(Recorded data)
———

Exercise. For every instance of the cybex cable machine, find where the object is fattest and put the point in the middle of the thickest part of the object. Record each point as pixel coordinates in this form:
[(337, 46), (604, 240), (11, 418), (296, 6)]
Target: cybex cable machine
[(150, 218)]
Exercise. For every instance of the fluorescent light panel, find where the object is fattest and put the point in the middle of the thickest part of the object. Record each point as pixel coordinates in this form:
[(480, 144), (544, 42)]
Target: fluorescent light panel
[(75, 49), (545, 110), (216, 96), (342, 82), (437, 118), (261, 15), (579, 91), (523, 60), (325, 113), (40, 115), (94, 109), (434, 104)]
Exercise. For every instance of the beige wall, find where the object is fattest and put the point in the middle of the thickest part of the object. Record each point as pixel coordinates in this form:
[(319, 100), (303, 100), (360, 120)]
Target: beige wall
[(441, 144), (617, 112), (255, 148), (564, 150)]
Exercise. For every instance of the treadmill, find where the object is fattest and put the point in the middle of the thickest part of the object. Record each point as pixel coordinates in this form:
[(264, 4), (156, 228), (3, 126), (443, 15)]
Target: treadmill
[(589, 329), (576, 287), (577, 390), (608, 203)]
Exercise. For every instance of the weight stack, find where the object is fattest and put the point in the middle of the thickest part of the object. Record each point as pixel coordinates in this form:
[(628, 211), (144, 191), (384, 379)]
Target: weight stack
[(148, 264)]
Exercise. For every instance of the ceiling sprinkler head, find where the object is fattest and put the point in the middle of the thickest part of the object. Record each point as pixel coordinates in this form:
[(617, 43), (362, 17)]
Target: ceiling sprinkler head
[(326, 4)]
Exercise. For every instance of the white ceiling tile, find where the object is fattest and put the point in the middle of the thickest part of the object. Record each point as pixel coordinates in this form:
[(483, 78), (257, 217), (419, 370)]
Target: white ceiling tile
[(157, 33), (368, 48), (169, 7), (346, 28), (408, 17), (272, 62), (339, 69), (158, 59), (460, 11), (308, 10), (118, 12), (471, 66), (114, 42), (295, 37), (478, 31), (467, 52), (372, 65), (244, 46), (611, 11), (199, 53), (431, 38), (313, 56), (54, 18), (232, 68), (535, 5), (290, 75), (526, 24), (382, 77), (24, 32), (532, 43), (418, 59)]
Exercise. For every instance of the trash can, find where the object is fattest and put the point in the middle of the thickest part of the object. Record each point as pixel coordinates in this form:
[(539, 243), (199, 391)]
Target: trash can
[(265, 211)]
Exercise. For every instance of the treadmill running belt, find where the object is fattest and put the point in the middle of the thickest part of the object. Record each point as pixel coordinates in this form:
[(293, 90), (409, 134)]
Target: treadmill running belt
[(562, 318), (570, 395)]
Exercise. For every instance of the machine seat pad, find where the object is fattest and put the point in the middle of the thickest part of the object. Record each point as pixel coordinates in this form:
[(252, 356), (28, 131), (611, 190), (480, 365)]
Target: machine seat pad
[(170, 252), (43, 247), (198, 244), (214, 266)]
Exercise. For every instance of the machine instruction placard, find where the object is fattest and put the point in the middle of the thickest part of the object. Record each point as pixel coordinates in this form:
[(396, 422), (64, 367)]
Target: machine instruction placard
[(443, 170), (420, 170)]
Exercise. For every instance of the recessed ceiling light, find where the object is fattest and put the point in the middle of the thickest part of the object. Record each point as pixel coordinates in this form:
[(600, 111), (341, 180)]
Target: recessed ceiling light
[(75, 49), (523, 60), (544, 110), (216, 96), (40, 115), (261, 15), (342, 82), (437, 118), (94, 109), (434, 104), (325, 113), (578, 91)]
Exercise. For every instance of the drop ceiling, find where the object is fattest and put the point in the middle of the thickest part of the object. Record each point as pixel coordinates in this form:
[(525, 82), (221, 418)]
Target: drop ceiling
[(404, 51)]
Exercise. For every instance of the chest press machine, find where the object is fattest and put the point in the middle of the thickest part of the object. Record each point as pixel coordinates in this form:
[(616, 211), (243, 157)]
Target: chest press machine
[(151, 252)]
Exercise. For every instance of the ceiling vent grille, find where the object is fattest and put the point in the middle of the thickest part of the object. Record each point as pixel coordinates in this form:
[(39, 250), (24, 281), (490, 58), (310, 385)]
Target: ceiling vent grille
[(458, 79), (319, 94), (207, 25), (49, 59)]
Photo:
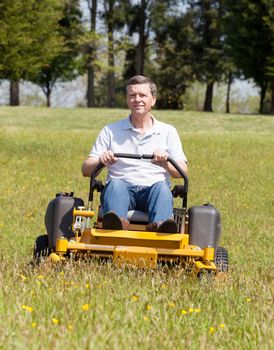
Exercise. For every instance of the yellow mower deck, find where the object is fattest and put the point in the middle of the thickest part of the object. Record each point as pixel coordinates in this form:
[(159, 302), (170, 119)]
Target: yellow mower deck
[(137, 248)]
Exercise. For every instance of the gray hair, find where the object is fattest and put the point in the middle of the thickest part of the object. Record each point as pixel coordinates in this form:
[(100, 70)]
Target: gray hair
[(140, 79)]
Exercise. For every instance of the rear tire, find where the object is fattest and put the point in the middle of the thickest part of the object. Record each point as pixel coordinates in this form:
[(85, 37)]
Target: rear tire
[(221, 259), (41, 248)]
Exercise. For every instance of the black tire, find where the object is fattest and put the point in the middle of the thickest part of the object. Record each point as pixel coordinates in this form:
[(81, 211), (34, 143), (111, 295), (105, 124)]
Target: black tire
[(41, 248), (221, 259)]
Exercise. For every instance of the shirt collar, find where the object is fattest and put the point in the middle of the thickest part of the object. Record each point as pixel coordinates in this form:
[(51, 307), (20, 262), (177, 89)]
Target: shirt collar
[(154, 130)]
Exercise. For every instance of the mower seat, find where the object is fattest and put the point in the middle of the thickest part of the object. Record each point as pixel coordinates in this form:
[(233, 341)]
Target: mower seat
[(136, 216)]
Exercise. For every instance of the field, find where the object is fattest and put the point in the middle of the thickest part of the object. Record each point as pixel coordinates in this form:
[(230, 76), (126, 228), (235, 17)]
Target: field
[(99, 306)]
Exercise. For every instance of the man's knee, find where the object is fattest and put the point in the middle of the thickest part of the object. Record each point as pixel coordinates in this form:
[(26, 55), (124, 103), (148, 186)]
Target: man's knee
[(116, 185), (161, 188)]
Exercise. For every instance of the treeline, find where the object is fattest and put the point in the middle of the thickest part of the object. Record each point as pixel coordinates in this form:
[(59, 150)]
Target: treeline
[(174, 42)]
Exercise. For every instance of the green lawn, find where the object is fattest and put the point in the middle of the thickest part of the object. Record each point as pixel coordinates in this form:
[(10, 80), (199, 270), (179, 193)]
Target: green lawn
[(95, 306)]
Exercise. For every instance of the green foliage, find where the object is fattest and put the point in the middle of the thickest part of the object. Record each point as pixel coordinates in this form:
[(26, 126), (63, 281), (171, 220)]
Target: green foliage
[(29, 36), (174, 60), (67, 64), (97, 306), (249, 30)]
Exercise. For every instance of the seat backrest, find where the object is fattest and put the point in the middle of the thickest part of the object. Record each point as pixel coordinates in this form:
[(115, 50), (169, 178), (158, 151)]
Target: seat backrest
[(137, 216)]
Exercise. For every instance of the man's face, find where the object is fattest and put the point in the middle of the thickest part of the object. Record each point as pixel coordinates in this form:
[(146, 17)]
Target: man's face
[(139, 99)]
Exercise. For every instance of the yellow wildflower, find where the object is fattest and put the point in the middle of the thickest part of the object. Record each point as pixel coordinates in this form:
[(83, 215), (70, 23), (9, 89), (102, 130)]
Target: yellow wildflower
[(85, 307), (23, 278), (211, 330), (55, 321), (134, 298), (27, 308)]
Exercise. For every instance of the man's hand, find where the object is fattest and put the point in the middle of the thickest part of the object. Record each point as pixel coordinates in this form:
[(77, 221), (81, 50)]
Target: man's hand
[(160, 158), (107, 158)]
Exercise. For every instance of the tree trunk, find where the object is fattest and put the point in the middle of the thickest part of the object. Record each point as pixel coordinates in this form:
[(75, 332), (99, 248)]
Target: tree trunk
[(14, 93), (208, 97), (272, 99), (228, 92), (48, 98), (262, 96), (92, 5), (140, 51), (111, 74)]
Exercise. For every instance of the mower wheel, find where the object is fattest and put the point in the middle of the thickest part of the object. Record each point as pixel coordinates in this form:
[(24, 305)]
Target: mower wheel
[(221, 259), (41, 248)]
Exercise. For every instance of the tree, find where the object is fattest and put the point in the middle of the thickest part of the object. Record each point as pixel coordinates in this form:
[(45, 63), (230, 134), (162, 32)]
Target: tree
[(113, 17), (66, 65), (208, 50), (26, 43), (173, 72), (91, 53), (249, 31)]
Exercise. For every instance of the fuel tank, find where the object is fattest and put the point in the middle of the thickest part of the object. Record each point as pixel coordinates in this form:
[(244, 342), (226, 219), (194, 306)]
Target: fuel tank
[(204, 226), (59, 216)]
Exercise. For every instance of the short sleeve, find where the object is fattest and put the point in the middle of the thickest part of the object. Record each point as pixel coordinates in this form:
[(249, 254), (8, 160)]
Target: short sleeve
[(102, 143)]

———

What you have to do:
Quote the rows between the line containing "Exercise. For every instance of the chest" and the line containing "[(41, 248), (221, 259)]", both included, word for word. Leave the pictures out.

The response:
Exercise. For every instance of the chest press machine, find where the object is fattest and put the point in the middle of the thickest part of the object. Record each point as pixel coordinates in this form:
[(616, 211), (243, 157)]
Target: chest press machine
[(151, 252)]
Exercise. For every instance of the ceiling vent grille, find where the object is fattest and put the point in the middle of the thickest part of the object. Record each point as pixel coordinates in this form:
[(39, 250), (24, 281), (490, 58), (310, 385)]
Target: ceiling vent grille
[(458, 79), (319, 94), (207, 25), (49, 59)]
Photo:
Exercise. For every instance of the yellow mower deck, find where the object is fattest and put the point in the middle of the thickest part of the object. Record each point as pixel coordinates in this form:
[(159, 302), (170, 119)]
Target: yellow mower deck
[(137, 248)]
Exercise. For every instance of the gray hair, find where the object is fattest and put the point in the middle of the thickest part of the object. Record each point as pixel coordinates in this form:
[(100, 70)]
Target: gray hair
[(140, 79)]
Exercise. For every instance of the rear tire, find where the object is fattest and put the point in the middle of the thickest part of the object. Record each point as pixel coordinates in this form:
[(85, 37)]
Target: rear tire
[(221, 259), (41, 248)]
Exercise. For every instance of the black tire, find where the object is fattest and put the point in the middle of the thickest part of the object. Record each point as pixel coordinates in this form:
[(81, 211), (34, 143), (111, 295), (105, 124)]
Target: black tire
[(41, 248), (221, 259)]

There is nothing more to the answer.